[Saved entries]
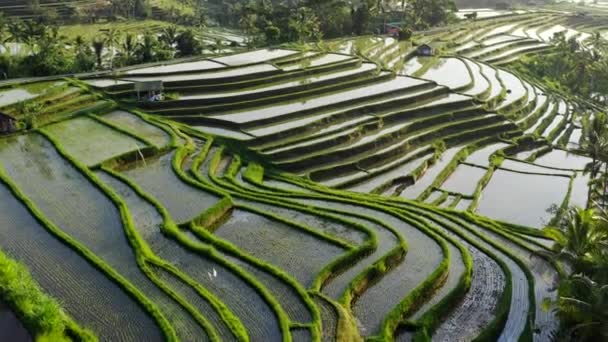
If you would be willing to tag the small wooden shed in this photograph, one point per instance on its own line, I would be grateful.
(425, 50)
(8, 124)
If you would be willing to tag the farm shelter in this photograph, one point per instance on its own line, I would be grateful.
(7, 124)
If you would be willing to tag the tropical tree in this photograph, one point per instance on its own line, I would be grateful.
(580, 234)
(147, 48)
(583, 307)
(169, 35)
(112, 39)
(594, 143)
(84, 59)
(187, 44)
(98, 47)
(305, 25)
(129, 49)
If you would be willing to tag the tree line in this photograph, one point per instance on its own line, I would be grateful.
(280, 21)
(572, 66)
(35, 48)
(581, 244)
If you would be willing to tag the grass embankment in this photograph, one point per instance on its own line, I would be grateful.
(40, 314)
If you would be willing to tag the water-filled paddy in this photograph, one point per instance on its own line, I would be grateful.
(157, 178)
(296, 252)
(15, 95)
(180, 67)
(563, 160)
(450, 72)
(464, 179)
(514, 165)
(580, 190)
(522, 198)
(323, 60)
(90, 141)
(210, 75)
(143, 129)
(428, 177)
(366, 67)
(252, 57)
(514, 86)
(378, 89)
(482, 156)
(84, 292)
(481, 84)
(490, 73)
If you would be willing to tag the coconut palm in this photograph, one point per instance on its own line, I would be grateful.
(98, 47)
(147, 48)
(169, 35)
(112, 39)
(579, 236)
(584, 305)
(594, 143)
(129, 48)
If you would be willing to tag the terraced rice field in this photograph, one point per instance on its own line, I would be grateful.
(309, 196)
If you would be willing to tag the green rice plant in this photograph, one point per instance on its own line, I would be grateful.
(41, 314)
(214, 216)
(121, 129)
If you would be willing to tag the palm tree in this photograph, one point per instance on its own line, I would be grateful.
(112, 39)
(98, 47)
(580, 234)
(148, 47)
(583, 306)
(594, 143)
(169, 35)
(14, 28)
(129, 47)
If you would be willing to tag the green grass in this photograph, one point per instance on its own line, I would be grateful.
(41, 314)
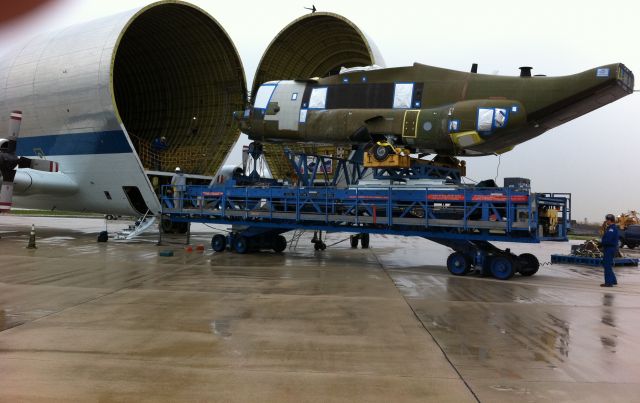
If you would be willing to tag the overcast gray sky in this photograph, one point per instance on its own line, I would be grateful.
(595, 157)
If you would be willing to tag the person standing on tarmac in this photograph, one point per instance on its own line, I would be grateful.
(610, 247)
(179, 183)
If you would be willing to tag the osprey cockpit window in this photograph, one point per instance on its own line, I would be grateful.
(491, 118)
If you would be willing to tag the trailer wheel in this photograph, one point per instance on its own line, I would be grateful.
(458, 264)
(219, 243)
(182, 227)
(241, 244)
(279, 244)
(503, 267)
(529, 264)
(364, 241)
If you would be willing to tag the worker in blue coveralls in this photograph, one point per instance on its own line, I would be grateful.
(610, 247)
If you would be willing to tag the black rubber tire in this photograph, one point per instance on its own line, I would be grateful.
(241, 244)
(458, 264)
(364, 241)
(167, 226)
(103, 236)
(280, 244)
(381, 153)
(219, 243)
(529, 264)
(503, 267)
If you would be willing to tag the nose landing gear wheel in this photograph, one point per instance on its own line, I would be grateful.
(458, 264)
(529, 264)
(280, 244)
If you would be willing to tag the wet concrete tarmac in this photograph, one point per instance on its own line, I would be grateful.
(81, 320)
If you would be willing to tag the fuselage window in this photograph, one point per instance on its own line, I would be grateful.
(402, 95)
(263, 96)
(318, 98)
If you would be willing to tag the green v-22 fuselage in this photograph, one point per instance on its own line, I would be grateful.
(428, 109)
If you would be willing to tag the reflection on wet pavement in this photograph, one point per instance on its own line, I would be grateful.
(81, 320)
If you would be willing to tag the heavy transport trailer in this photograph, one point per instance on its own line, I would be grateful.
(466, 219)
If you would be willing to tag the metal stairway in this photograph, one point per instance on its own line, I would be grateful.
(137, 228)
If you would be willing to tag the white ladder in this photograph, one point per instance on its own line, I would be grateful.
(137, 228)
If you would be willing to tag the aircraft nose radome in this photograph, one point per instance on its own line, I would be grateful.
(625, 78)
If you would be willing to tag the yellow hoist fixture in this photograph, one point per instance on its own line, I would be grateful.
(385, 155)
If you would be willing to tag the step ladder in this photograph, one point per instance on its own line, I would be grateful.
(138, 228)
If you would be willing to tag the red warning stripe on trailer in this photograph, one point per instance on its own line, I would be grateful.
(501, 197)
(445, 197)
(369, 197)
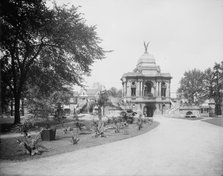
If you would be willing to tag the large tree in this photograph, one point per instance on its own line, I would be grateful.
(214, 85)
(53, 42)
(191, 85)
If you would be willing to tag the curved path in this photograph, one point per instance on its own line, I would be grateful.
(175, 147)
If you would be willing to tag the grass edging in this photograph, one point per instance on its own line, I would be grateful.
(9, 149)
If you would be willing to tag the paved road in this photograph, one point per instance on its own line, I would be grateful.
(175, 147)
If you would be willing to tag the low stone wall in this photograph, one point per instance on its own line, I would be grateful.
(194, 109)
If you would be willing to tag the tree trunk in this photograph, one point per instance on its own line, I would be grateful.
(17, 109)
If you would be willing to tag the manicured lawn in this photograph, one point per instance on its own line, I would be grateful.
(216, 121)
(10, 150)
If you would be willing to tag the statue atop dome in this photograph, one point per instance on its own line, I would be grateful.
(146, 46)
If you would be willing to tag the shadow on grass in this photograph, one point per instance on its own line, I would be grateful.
(10, 150)
(215, 121)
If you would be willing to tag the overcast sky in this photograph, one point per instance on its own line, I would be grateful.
(184, 34)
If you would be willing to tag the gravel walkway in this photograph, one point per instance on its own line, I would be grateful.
(175, 147)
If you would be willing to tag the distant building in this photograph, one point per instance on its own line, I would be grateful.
(146, 89)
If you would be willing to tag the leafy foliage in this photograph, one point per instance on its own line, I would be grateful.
(191, 85)
(197, 85)
(44, 47)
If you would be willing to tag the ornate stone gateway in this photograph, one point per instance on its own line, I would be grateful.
(146, 88)
(149, 110)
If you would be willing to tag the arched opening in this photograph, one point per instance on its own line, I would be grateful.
(163, 89)
(133, 89)
(148, 88)
(148, 110)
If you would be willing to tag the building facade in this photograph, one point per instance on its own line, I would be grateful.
(146, 90)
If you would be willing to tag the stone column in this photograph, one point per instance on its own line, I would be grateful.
(124, 89)
(169, 88)
(138, 89)
(142, 89)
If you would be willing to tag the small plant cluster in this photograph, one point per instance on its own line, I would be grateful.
(32, 145)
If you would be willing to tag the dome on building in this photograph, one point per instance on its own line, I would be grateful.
(146, 60)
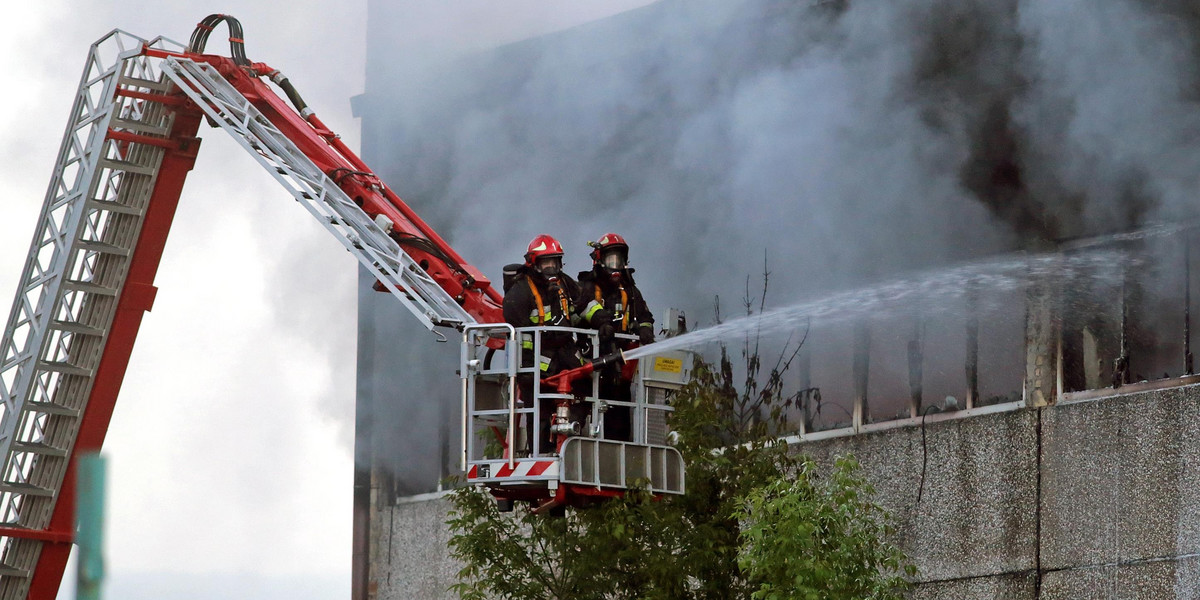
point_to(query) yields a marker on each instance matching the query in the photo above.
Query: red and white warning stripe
(522, 469)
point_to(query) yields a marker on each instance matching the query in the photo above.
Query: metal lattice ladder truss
(67, 297)
(78, 263)
(319, 195)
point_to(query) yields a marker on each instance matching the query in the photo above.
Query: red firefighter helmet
(543, 246)
(603, 249)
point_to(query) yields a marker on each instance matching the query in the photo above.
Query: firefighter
(540, 294)
(612, 304)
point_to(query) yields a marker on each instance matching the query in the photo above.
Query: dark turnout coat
(601, 298)
(533, 300)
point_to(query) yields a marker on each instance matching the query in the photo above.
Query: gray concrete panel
(976, 515)
(1020, 586)
(1159, 580)
(1120, 478)
(411, 555)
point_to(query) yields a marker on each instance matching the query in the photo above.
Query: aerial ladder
(89, 277)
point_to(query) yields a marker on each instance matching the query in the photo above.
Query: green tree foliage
(756, 522)
(816, 538)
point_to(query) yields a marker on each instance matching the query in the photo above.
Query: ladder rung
(126, 166)
(37, 448)
(76, 328)
(12, 571)
(90, 288)
(64, 367)
(135, 82)
(113, 207)
(100, 246)
(52, 408)
(24, 489)
(143, 127)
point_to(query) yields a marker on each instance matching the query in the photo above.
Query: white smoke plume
(844, 141)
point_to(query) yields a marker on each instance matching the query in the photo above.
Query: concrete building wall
(1092, 499)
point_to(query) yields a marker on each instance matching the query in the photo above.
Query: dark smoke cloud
(843, 141)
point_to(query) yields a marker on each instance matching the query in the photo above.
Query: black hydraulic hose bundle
(238, 52)
(237, 45)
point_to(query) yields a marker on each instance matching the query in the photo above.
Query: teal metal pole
(90, 522)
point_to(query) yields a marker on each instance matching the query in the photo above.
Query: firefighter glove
(646, 335)
(606, 330)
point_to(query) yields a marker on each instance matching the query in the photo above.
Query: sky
(229, 453)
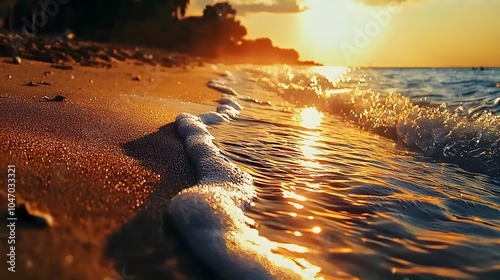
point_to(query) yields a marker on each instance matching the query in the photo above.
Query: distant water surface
(372, 173)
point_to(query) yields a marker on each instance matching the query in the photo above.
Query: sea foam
(210, 214)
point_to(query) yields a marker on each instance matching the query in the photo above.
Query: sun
(328, 22)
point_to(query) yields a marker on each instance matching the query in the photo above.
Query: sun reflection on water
(310, 117)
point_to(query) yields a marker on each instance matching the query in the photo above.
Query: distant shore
(94, 150)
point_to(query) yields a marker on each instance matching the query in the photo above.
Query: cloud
(277, 6)
(261, 6)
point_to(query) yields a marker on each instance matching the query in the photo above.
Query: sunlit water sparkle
(372, 173)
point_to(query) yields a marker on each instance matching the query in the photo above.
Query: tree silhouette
(179, 7)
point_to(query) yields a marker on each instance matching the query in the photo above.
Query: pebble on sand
(28, 214)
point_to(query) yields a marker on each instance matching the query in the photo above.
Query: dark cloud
(278, 6)
(258, 6)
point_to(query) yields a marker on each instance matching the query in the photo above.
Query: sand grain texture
(103, 164)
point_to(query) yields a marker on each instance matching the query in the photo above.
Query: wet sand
(103, 164)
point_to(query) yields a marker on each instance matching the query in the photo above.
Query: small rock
(26, 213)
(57, 98)
(16, 60)
(62, 67)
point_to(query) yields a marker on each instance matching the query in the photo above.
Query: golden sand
(103, 164)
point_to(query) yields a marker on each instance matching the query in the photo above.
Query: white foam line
(210, 214)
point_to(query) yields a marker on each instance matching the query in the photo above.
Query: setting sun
(381, 33)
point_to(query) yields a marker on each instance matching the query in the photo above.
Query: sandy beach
(102, 163)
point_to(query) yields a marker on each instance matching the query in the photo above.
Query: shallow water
(372, 173)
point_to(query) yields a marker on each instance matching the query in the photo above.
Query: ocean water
(346, 173)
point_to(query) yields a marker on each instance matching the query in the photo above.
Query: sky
(378, 33)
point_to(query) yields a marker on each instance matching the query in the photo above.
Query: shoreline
(92, 164)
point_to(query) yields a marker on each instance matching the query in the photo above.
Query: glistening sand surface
(104, 165)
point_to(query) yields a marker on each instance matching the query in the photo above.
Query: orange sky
(416, 33)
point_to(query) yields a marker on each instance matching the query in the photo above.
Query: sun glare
(310, 117)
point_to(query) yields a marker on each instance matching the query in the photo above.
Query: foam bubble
(210, 214)
(219, 86)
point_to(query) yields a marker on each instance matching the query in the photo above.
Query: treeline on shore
(154, 23)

Task directions:
Make an exact copy of each line, beginning at the one containing "Query: glistening sand surface" and ending with the last line of the data, and of no other line.

Exercise answer:
Query: glistening sand surface
(104, 165)
point_to(query) yields a marker on each instance matching the query in the photo above.
Query: orange sky
(416, 33)
point_to(query) yields a marker on each instance matching the query in the photo above.
Query: sun glare
(310, 117)
point_to(query) yields a marker on each instance matching the query in the photo above.
Query: foam bubble
(210, 214)
(219, 86)
point_to(query) yields a marker on each instance matching the query in the photo above.
Query: treeline on shore
(154, 23)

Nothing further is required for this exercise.